» **WHAT TO WORK ON**:
Reproduce the passage about Piketty's Capital in the Twenty-First Century word for word, starting with "Its main insight" and ending after "of the economy.".

START EXERCISE PASSAGE

It is rare that an economic treatise becomes a bestseller. French economist Thomas Piketty has authored an intellectually hefty book, Capital in the Twenty-First Century, which has given rise to so much discussion, making it a bestseller.
Its main insight is may be summed up in the simple formula: r > g. Here, r stands for the annual rate of return on capital (including profits, dividends, interest, rents and other income from capital, expressed as a percentage of total value). The other variable, g stands for the rate of growth of the economy.
The 700-page book takes us through complex economical analysis. But the profound implication is clear: Capital is growing faster than national income implying that inequality is widening. Piketty’s volume, translated from the French, has provoked wide discussion. For example, US President Barrack Obama called income inequality the “defining challenge of our time.” For many thinkers, vast extremes of wealth are a matter of justice or absence of it. There is a general recognition that economic extremes foster instability and are unsustainable over the long run. Piketty has some relevant insights on inequality. “According to the best available estimates, global output grew at an average annual rate of 1.6 per cent between 1700 and 2012.” At the same time, “the average long-run rate of return on stocks is 7-8 per cent in many countries. Investments in real estate and bonds frequently return 3-4 per cent.” This implies that concentrations of wealth keep on growing faster than income and income disparity keeps on widening.

END EXERCISE PASSAGE
START DATA LISTING

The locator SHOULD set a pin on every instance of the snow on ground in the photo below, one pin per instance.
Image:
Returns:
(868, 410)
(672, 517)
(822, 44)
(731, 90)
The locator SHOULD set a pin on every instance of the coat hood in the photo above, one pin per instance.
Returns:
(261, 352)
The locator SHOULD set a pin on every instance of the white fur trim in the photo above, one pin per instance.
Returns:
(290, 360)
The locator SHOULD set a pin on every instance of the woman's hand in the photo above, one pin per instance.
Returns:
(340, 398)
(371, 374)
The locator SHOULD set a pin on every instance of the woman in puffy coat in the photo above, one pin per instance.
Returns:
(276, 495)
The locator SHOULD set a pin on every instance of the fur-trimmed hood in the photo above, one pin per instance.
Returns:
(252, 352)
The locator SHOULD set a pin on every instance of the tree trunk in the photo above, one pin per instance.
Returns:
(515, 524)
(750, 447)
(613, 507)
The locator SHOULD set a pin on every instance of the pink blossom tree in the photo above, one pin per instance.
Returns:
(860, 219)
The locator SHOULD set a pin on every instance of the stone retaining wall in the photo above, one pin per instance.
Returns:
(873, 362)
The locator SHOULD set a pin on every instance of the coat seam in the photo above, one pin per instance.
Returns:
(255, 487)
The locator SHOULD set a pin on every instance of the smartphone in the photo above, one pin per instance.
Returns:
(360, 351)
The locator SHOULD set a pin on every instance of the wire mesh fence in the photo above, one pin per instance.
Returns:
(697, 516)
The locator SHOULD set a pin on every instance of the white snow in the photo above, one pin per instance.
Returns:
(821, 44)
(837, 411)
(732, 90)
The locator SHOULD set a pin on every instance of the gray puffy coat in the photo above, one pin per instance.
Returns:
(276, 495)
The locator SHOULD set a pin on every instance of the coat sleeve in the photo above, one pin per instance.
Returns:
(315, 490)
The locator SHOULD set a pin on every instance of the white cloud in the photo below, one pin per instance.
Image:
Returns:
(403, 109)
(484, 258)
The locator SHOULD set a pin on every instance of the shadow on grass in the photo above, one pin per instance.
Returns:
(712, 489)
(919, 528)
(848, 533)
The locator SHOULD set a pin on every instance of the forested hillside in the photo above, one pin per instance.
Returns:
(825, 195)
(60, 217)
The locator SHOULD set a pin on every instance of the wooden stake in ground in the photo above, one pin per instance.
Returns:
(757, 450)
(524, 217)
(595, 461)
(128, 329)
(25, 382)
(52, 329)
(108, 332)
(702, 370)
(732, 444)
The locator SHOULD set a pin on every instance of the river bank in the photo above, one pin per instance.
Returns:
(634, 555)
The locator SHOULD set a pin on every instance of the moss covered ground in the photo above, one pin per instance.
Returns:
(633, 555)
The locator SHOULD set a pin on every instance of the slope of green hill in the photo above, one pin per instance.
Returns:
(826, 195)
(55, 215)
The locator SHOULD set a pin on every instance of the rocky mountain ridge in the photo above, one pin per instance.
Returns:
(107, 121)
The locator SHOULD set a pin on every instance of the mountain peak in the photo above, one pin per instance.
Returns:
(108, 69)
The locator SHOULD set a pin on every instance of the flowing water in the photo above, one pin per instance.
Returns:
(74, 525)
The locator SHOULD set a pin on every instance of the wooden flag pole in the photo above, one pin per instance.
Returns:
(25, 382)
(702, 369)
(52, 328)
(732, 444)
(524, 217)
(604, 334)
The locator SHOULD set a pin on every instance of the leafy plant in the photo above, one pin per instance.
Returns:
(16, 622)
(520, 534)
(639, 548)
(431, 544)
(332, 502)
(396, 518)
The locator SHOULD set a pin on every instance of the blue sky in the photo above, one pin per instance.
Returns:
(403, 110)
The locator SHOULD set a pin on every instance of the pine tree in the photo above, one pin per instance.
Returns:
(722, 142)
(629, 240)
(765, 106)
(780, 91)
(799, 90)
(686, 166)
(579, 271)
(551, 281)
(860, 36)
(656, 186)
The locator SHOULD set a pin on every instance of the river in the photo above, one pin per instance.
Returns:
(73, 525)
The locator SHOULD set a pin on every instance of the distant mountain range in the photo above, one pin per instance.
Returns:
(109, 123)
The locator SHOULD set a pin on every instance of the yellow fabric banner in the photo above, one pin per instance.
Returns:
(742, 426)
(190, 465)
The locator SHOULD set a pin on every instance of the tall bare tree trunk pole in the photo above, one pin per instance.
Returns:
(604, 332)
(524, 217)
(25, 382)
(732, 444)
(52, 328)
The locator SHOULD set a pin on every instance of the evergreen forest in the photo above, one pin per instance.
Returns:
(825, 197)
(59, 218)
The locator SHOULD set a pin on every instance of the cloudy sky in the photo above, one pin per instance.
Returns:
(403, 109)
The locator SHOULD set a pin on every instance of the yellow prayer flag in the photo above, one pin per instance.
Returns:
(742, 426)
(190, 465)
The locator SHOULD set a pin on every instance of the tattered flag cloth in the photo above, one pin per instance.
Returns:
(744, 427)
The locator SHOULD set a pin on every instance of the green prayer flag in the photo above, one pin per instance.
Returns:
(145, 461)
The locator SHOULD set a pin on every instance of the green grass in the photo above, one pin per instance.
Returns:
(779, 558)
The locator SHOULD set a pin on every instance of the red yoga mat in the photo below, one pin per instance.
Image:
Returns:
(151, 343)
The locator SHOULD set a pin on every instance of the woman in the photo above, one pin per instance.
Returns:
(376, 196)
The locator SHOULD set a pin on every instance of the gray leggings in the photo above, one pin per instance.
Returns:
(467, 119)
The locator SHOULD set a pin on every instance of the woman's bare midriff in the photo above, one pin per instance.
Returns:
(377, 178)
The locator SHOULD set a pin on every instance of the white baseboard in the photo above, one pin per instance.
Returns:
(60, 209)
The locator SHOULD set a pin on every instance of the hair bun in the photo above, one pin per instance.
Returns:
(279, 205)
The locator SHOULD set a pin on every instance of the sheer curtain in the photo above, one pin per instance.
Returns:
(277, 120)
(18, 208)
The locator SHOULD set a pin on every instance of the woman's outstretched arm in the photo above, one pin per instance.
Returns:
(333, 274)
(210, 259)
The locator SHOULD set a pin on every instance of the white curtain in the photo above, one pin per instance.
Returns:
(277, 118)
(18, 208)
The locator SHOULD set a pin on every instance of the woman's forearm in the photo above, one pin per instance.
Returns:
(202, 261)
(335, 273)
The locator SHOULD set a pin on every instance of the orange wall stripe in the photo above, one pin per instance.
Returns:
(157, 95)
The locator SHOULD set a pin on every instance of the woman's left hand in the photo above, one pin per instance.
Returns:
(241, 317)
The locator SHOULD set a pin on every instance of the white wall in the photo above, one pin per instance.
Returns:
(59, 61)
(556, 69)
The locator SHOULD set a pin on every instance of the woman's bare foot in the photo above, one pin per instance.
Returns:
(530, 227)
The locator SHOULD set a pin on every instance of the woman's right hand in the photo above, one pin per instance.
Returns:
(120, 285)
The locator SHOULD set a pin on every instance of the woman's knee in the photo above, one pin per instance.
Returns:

END DATA LISTING

» **REPLY**:
Its main insight is may be summed up in the simple formula: r > g. Here, r stands for the annual rate of return on capital (including profits, dividends, interest, rents and other income from capital, expressed as a percentage of total value). The other variable, g stands for the rate of growth of the economy.